◆ Task objective ◆
Would you return each record that follows word for word, without its pictures?

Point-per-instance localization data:
::::

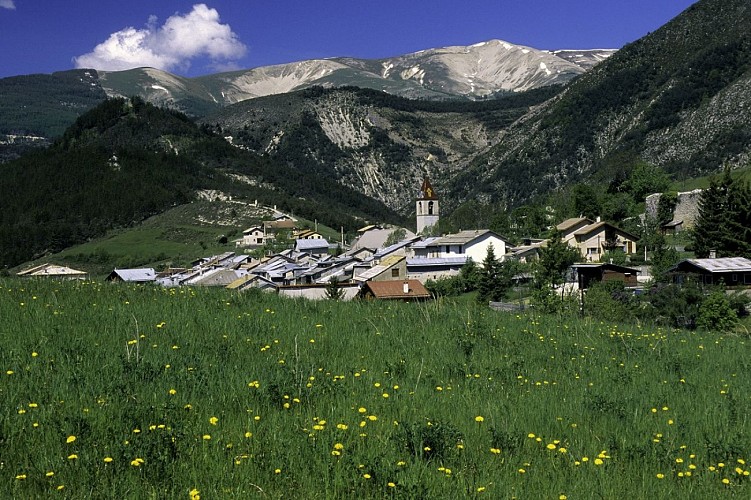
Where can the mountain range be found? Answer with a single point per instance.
(492, 123)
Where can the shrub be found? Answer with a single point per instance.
(716, 312)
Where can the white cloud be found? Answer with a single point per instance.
(168, 47)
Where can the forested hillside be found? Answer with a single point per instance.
(126, 160)
(373, 142)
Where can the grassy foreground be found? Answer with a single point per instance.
(138, 392)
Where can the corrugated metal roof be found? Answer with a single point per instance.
(426, 242)
(463, 237)
(311, 244)
(436, 262)
(726, 264)
(569, 223)
(395, 289)
(136, 275)
(52, 270)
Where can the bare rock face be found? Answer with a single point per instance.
(474, 71)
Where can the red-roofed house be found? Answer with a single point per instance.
(406, 290)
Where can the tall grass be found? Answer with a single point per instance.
(111, 390)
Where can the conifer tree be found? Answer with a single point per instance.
(488, 278)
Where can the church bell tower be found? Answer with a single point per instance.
(426, 207)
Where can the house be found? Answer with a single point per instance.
(317, 246)
(53, 271)
(407, 290)
(464, 244)
(426, 268)
(529, 251)
(252, 237)
(317, 291)
(401, 248)
(308, 234)
(393, 267)
(732, 271)
(586, 274)
(275, 226)
(250, 281)
(594, 238)
(375, 237)
(143, 275)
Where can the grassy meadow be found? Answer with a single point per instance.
(142, 392)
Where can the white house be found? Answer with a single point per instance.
(252, 237)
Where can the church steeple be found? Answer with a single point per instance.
(426, 207)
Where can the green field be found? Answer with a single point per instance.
(174, 238)
(144, 392)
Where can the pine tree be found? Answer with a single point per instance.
(488, 277)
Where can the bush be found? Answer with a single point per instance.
(716, 312)
(610, 301)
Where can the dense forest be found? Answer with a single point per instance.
(126, 160)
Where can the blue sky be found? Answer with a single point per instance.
(193, 38)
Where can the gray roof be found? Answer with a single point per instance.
(426, 242)
(136, 275)
(463, 237)
(302, 245)
(396, 246)
(722, 265)
(437, 262)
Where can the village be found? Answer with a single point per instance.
(392, 263)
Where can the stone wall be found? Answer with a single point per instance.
(687, 208)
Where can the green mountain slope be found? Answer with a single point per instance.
(127, 160)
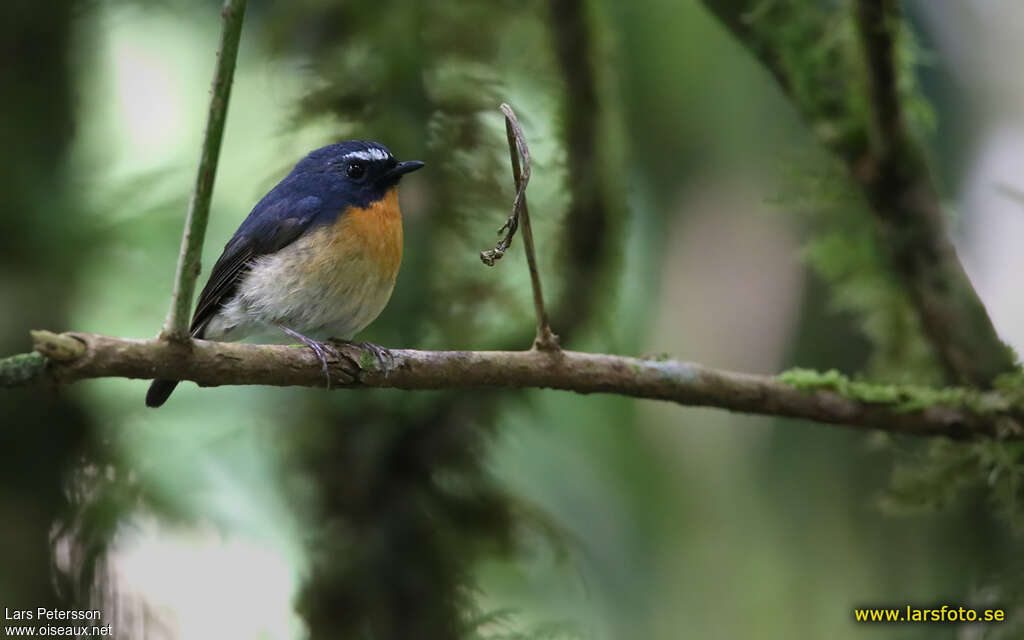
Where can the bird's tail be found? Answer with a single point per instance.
(159, 391)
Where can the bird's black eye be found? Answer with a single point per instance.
(355, 170)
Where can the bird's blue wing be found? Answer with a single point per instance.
(275, 222)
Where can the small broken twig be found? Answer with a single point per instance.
(545, 340)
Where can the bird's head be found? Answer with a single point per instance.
(365, 171)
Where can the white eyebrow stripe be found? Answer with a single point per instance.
(368, 155)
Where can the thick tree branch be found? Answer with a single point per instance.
(890, 170)
(896, 180)
(176, 325)
(955, 414)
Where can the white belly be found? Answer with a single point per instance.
(294, 289)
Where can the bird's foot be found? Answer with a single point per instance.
(322, 349)
(384, 357)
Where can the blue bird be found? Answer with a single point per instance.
(316, 258)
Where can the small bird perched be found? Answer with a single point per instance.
(317, 255)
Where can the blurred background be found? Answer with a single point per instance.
(680, 206)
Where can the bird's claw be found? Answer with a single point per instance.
(384, 357)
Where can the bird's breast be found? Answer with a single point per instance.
(373, 233)
(334, 280)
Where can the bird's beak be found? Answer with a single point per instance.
(404, 167)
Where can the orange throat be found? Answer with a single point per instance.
(377, 230)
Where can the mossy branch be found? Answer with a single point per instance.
(887, 165)
(955, 413)
(176, 325)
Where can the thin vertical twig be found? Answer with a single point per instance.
(545, 340)
(176, 325)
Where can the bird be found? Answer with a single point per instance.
(317, 256)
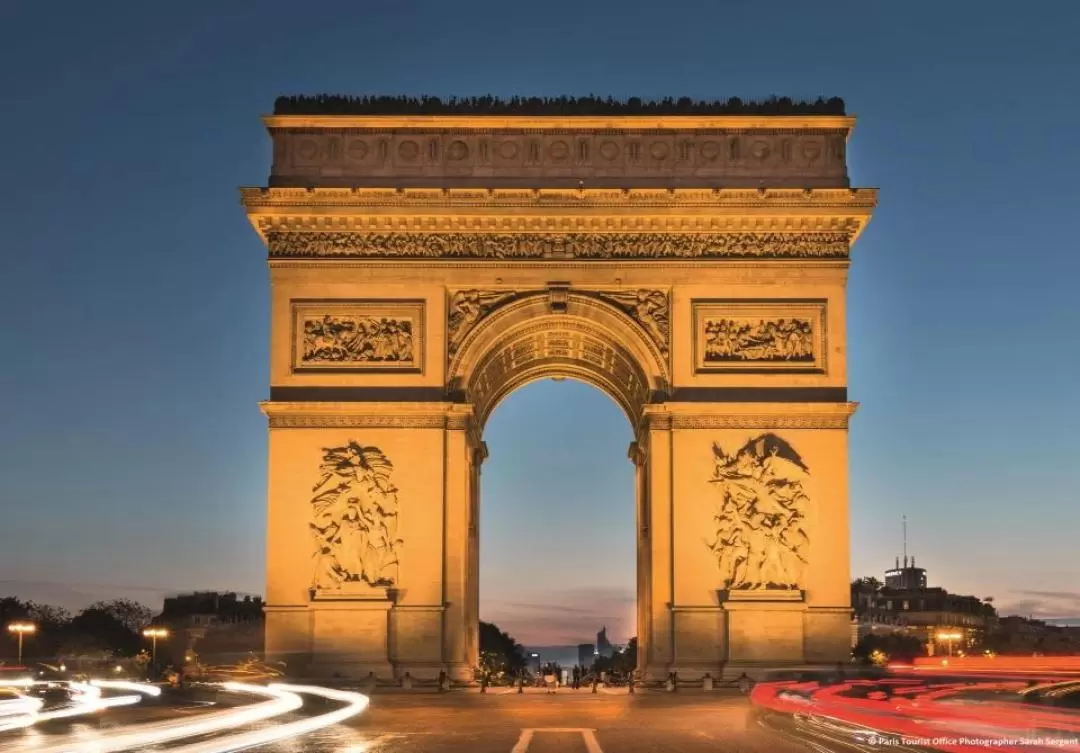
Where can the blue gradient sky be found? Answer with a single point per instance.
(134, 294)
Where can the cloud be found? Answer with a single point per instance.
(1045, 605)
(564, 617)
(1067, 595)
(547, 607)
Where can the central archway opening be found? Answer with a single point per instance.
(558, 566)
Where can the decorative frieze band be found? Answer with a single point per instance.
(714, 153)
(827, 417)
(559, 246)
(297, 415)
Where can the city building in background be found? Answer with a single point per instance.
(944, 622)
(211, 628)
(604, 647)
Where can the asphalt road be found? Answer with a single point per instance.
(460, 723)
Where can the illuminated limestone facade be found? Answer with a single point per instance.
(424, 267)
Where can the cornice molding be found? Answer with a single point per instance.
(545, 122)
(501, 224)
(255, 198)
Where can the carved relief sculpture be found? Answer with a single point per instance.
(760, 540)
(741, 335)
(305, 244)
(358, 335)
(354, 519)
(351, 339)
(467, 309)
(649, 309)
(774, 339)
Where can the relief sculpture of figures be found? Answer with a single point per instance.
(467, 308)
(337, 339)
(760, 539)
(780, 339)
(649, 309)
(354, 519)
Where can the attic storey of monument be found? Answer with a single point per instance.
(423, 266)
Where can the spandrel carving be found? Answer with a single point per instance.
(760, 540)
(467, 309)
(649, 309)
(354, 519)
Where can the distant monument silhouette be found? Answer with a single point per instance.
(604, 646)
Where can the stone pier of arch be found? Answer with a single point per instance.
(414, 290)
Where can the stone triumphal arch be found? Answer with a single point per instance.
(424, 266)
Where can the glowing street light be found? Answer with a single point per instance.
(153, 634)
(949, 639)
(22, 629)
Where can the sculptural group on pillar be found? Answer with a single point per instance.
(760, 540)
(354, 519)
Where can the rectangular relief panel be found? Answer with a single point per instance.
(759, 336)
(358, 336)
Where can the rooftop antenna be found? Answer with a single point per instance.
(905, 540)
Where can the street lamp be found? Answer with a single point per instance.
(153, 634)
(949, 639)
(22, 629)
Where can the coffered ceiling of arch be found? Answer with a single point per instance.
(558, 346)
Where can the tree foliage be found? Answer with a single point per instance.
(894, 646)
(110, 628)
(500, 655)
(621, 662)
(132, 615)
(337, 104)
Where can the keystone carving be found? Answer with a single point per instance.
(649, 309)
(467, 309)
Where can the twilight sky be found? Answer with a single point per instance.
(134, 293)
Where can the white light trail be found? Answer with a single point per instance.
(86, 700)
(355, 703)
(144, 736)
(145, 688)
(23, 704)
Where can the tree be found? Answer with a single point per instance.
(625, 661)
(132, 615)
(499, 653)
(97, 631)
(893, 646)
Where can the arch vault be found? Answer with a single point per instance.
(422, 268)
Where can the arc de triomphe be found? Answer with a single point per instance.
(422, 267)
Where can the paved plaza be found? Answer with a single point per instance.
(566, 723)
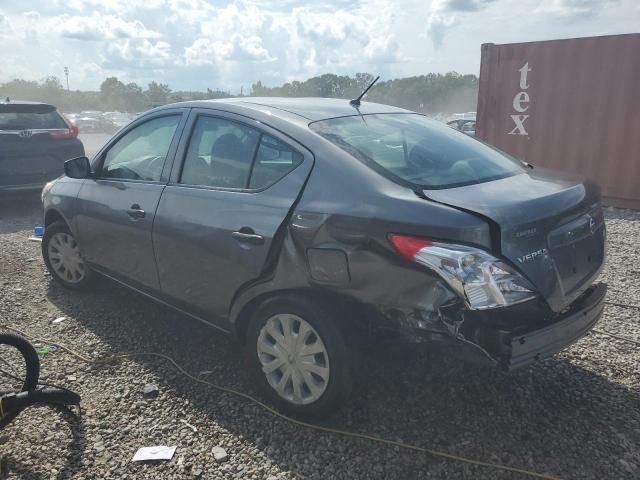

::::

◆ Answer box ◆
Where can the mountain range be found? Answer with a single point per instance.
(492, 123)
Where can the shrub be found? Answer with a single point per instance.
(716, 312)
Where can the white cloud be found? Answer with a single point per instance.
(168, 47)
Where can the forested hillside be found? Answer with a single point per instance.
(126, 160)
(373, 142)
Where can the grassy foreground be found? Answer with a single point per instance.
(138, 392)
Where can the corrugated metal roof be found? Answer with a single point per instance.
(426, 242)
(463, 237)
(311, 244)
(436, 262)
(726, 264)
(569, 223)
(395, 289)
(136, 275)
(52, 270)
Where can the bare rock face be found? Answer with a single point per instance.
(474, 71)
Where can the red-roofed house be found? Answer with a single point per instance.
(406, 290)
Where can the tall grass be found? Answer with a single point per instance.
(111, 390)
Where can the conifer tree be found? Answer with a single point per instance.
(488, 278)
Where can the church bell tower be found? Answer with a single point per instance.
(426, 207)
Where can the house be found? Answer with a single point per instance.
(317, 246)
(53, 271)
(407, 290)
(464, 244)
(426, 268)
(529, 251)
(252, 237)
(317, 291)
(401, 248)
(308, 234)
(393, 267)
(732, 271)
(586, 274)
(275, 226)
(250, 281)
(594, 238)
(375, 237)
(143, 275)
Where can the grassy meadow be found? Answer with a single point per instance.
(142, 392)
Where can the white house be found? Answer with a single point per instance.
(252, 237)
Where can the church steeple be found? Answer with a single point per instance.
(426, 207)
Where can the green field be found? Answer with a single point per instance.
(174, 238)
(144, 392)
Where can the pine tree be found? Answer with a single point per instance.
(488, 277)
Where can the bush be found? Answer with a single point per instance.
(716, 312)
(610, 301)
Where can the dense forest be found? Answer with a single point per instance.
(126, 160)
Where can the blue sky be found? Answer with a single point per instance.
(193, 38)
Where can the gray roof be found? Answer with a single point per instance.
(426, 242)
(136, 275)
(463, 237)
(302, 245)
(396, 246)
(722, 265)
(437, 262)
Where can the village be found? Answer with a single point per instance.
(392, 263)
Where can the stone wall be found? Answer with a single point per instance.
(687, 208)
Where can the green mountain slope be found? Answer with a single point per instance.
(127, 160)
Where can the bird's tail be found? Answer with a single point per instance.
(159, 391)
Where can the bird's black eye be found? Answer with a single point per instance.
(355, 170)
Where can the bird's blue wing be found? Answer with a single point per instance.
(275, 222)
Where can the small broken twig be found? Answer with a single point per instance.
(545, 340)
Where can the bird's head be found? Answer with a single point per instance.
(365, 171)
Where can the white eyebrow stripe be found? Answer with a single point per instance.
(368, 155)
Where can the thick tree branch be found? Answer with a single point per instance.
(890, 170)
(896, 180)
(176, 325)
(955, 414)
Where can the white belly be found? Answer with a single point per instance.
(294, 289)
Where can the bird's foot be found? Answer with a single point per instance.
(322, 349)
(384, 357)
Where can the blue bird be found? Answer with a single point per instance.
(316, 258)
Where can the small bird perched be found? Answer with a single point per instance.
(317, 255)
Where can the blurred background be found? Answer with a single point per instance.
(680, 206)
Where can the bird's claw be found? Answer with a single point per instance.
(384, 357)
Where can the bird's breast be found? Answer with a single point per instance.
(373, 233)
(334, 280)
Where can the bird's beak be found? Answer with a single point per instance.
(404, 167)
Where can the orange throat be found? Answer with a single point per instance.
(377, 230)
Where can the mossy branch be found? Answer with a single point per instance.
(887, 165)
(955, 413)
(176, 325)
Where can the thin vertical twig be found? Answer with a single point per instance.
(545, 340)
(176, 325)
Where can the bird be found? Answer with a single point per instance.
(317, 256)
Where can the blue gradient sky be found? Answer with a single point per instance.
(134, 294)
Where can the cloud be found? Answer with a single point per instance.
(1045, 605)
(564, 617)
(1067, 595)
(547, 607)
Where can the central archway opening be found? Answer with a single point per instance.
(558, 566)
Where can the decorative frieze band be found? Answer with a single point per instance.
(714, 153)
(827, 417)
(559, 246)
(297, 415)
Where can the city building in background be found? Answer with a single point per instance.
(944, 622)
(211, 628)
(604, 647)
Where can the asphalt road be found? Answer with a single point per instance.
(460, 723)
Where can the illuminated limestone facade be found? Answer with a single point per instance.
(424, 267)
Where can the cornice molding be found? Answer with a single point per instance.
(545, 122)
(501, 224)
(255, 198)
Where can the carved relief sculpture be found? Answer with a single point per instance.
(760, 540)
(741, 335)
(305, 244)
(358, 335)
(354, 519)
(351, 339)
(467, 309)
(649, 309)
(774, 339)
Where can the relief sculpture of figures be found? Answer with a single point per instance.
(467, 308)
(337, 339)
(760, 539)
(780, 339)
(649, 309)
(354, 519)
Where can the attic storey of monument be found? Answer with a single point per instance.
(423, 266)
Where can the spandrel carving be found? Answer with a single point per instance.
(760, 540)
(467, 309)
(649, 309)
(354, 519)
Where can the distant monument silhouette be found? Answer with a single point per instance.
(604, 646)
Where can the stone pier of arch be found? Answer with a single point per instance.
(414, 290)
Where can the stone triumphal arch be found? Answer with a single point per instance.
(424, 266)
Where can the glowing street light be found? Answer with a single point per instance.
(153, 634)
(949, 639)
(22, 629)
Where can the sculptural group on pillar be found? Answer with a single point per instance.
(760, 540)
(354, 519)
Where can the rectangular relief panel be found? Answer with a single point per instance.
(759, 336)
(358, 336)
Where can the rooftop antenna be found? Answer with a single point per instance.
(905, 540)
Where can the street lamp be found? Answer with a single point per instance.
(153, 634)
(949, 639)
(22, 629)
Where can the coffered ceiling of arch be found? Answer with a single point per instance.
(558, 346)
Where can the tree foliage be found? Answer with a single point per instance.
(894, 646)
(110, 628)
(500, 655)
(621, 662)
(132, 615)
(337, 104)
Where can the keystone carving be found? Answer with a single point per instance.
(649, 309)
(467, 309)
Where can the twilight sky be found? Answer with a single point per instance.
(134, 293)
Where can the white light trail be found? Answer with a single point per instance.
(86, 700)
(355, 703)
(144, 736)
(145, 688)
(23, 704)
Where can the tree be found? Answer with a single point per instance.
(625, 661)
(132, 615)
(499, 653)
(97, 631)
(893, 646)
Where can the arch vault be found? Answer with a single point per instance.
(422, 268)
Where can the arc de triomphe be found? Answer with a single point per instance.
(422, 267)
Where can the paved plaza be found? Answer with a single point per instance.
(566, 723)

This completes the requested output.